##### RECORDS FOR PROCESSING #####

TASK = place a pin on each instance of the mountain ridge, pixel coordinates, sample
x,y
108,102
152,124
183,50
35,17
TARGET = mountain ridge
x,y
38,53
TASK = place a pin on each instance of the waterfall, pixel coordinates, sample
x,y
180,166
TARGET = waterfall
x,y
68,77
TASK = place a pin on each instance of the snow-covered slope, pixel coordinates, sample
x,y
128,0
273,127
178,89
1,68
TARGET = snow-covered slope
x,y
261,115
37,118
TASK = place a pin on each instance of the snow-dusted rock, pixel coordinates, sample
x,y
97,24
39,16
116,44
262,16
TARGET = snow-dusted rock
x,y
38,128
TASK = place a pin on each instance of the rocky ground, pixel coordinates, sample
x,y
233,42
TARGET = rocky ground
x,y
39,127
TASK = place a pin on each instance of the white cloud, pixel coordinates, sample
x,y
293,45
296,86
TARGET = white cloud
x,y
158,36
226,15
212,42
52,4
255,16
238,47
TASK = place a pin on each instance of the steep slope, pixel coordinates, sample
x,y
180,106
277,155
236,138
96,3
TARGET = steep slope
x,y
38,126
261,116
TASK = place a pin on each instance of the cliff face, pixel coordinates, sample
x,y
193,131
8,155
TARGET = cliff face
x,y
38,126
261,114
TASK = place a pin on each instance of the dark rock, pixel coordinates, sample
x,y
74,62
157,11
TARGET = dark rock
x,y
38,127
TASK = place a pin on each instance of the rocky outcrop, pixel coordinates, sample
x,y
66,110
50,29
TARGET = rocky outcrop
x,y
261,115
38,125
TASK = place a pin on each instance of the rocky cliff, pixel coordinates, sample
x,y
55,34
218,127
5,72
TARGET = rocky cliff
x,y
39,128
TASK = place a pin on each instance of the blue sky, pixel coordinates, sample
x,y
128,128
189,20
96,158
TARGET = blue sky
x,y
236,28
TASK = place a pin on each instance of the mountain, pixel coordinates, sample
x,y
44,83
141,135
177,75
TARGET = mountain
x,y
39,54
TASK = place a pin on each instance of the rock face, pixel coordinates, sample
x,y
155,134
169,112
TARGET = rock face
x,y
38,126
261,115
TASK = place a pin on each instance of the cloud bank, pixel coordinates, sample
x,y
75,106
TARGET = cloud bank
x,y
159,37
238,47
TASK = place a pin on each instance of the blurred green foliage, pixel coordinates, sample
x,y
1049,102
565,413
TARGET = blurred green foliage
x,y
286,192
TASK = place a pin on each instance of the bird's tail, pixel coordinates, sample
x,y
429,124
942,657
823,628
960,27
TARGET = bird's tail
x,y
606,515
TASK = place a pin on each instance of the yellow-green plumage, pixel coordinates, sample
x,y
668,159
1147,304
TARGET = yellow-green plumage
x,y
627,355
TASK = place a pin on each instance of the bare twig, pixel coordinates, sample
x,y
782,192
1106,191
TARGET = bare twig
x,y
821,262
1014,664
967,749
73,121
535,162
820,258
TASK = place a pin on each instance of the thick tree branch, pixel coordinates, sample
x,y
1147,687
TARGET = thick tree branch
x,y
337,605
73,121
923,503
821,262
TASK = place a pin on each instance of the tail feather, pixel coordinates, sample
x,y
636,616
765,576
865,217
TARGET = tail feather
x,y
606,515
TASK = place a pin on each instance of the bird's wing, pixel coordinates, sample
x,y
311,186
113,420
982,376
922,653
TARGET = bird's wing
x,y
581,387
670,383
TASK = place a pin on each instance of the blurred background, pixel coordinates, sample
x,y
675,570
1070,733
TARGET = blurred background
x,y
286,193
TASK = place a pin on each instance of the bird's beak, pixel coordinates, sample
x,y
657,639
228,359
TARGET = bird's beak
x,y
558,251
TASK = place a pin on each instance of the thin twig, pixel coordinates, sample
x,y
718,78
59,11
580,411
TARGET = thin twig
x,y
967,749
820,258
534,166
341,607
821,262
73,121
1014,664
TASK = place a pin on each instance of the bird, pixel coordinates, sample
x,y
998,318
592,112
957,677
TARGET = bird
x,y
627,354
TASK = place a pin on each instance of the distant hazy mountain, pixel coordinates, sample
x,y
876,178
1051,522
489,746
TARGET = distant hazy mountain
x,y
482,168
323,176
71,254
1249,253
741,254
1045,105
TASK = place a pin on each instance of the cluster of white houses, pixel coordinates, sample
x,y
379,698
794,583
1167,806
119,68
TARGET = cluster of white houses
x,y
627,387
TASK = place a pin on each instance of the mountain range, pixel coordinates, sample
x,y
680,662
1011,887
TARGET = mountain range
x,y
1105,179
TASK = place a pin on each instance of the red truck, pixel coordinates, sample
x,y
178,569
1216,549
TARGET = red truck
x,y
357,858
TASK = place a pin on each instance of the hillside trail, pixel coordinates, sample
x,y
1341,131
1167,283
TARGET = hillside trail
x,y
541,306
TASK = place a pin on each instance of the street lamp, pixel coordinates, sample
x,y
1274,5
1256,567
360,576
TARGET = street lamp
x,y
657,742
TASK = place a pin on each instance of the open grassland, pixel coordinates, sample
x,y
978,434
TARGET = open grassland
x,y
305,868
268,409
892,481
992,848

#####
##### RECORDS FOR PROCESSING #####

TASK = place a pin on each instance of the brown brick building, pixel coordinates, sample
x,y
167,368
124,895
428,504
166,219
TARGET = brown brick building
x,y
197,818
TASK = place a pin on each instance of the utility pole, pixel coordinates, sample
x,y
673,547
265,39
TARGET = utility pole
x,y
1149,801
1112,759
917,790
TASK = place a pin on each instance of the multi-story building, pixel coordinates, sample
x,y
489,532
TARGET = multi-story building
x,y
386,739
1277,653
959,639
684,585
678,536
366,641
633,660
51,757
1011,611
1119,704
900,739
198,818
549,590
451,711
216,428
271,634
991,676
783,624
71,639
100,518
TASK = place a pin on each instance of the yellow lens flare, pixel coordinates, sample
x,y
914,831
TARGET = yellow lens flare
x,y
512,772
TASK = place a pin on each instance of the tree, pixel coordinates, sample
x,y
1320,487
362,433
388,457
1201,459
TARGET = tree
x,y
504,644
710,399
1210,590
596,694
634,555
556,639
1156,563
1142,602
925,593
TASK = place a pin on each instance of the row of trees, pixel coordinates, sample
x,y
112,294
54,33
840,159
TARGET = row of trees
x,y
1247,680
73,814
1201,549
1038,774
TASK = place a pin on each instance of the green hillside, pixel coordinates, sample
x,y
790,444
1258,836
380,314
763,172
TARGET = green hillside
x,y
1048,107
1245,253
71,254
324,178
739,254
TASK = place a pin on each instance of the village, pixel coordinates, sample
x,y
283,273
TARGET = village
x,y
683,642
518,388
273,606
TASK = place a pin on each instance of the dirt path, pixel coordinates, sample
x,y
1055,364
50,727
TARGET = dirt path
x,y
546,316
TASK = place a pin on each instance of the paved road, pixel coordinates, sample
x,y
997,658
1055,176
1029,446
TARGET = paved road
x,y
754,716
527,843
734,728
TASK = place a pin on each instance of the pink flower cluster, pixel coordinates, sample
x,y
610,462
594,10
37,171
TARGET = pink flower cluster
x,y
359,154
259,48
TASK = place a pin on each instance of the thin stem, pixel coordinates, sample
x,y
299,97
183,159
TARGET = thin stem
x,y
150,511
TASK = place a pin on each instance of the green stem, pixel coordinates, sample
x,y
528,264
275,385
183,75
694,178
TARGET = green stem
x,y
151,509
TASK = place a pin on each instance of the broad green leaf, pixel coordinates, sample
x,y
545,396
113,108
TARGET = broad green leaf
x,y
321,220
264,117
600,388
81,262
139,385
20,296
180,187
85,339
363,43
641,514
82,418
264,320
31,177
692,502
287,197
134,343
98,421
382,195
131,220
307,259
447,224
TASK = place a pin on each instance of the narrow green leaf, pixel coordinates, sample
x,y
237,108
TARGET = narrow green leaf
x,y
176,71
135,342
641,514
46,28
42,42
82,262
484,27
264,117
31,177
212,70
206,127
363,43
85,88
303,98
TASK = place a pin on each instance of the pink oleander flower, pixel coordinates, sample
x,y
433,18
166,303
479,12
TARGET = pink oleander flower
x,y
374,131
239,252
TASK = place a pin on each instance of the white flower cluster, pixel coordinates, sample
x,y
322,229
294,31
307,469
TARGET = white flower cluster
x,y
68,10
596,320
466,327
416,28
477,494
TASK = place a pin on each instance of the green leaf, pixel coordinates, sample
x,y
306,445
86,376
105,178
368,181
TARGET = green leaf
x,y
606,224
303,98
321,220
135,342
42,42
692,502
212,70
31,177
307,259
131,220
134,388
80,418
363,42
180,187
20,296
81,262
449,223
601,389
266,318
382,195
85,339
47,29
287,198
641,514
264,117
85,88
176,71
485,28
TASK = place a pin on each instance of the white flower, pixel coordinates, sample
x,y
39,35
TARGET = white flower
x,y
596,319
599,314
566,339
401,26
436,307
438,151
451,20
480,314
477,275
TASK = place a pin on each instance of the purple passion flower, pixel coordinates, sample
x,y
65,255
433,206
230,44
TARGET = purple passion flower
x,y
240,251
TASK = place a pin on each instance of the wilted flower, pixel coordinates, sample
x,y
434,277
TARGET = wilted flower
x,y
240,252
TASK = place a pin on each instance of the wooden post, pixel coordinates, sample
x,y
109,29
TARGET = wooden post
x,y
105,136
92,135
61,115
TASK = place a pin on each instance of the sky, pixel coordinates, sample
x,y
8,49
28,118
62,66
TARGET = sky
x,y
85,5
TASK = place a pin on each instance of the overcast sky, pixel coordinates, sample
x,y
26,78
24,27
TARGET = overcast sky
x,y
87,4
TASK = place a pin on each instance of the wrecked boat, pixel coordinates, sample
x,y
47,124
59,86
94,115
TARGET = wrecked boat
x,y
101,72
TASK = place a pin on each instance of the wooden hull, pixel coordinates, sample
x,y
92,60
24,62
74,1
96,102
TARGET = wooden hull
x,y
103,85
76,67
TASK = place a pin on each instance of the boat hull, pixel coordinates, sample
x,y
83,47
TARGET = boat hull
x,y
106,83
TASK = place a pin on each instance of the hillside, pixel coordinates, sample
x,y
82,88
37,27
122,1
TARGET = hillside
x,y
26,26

#####

■ **SHORT PROBLEM**
Report each line of the records above that contains the string "background". Matching is case-sensitive.

■ **ANSWER BELOW**
TASK = place a pin on each instance of the blurred background, pixel coordinates, sample
TARGET = blurred background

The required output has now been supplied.